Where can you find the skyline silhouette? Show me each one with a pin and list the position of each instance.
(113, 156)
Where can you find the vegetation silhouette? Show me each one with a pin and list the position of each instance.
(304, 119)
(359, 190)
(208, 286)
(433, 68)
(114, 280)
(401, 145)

● ● ● ● ●

== What the task asks ==
Put the entries above into a Markdown table with two columns, Row and Text. Number each line in Row, give the line itself in Text, and leave out blank lines.

== Answer for the task ==
| Row | Text |
|---|---|
| 1 | Where can you find the skyline silhouette? Show me each one with a pin and list the position of each instance. |
| 2 | (113, 156) |
| 3 | Where can you find the vegetation silhouette? Show me each one with a pin and list the position of each instance. |
| 4 | (304, 119) |
| 5 | (359, 190) |
| 6 | (208, 286) |
| 7 | (433, 68) |
| 8 | (114, 280) |
| 9 | (401, 145) |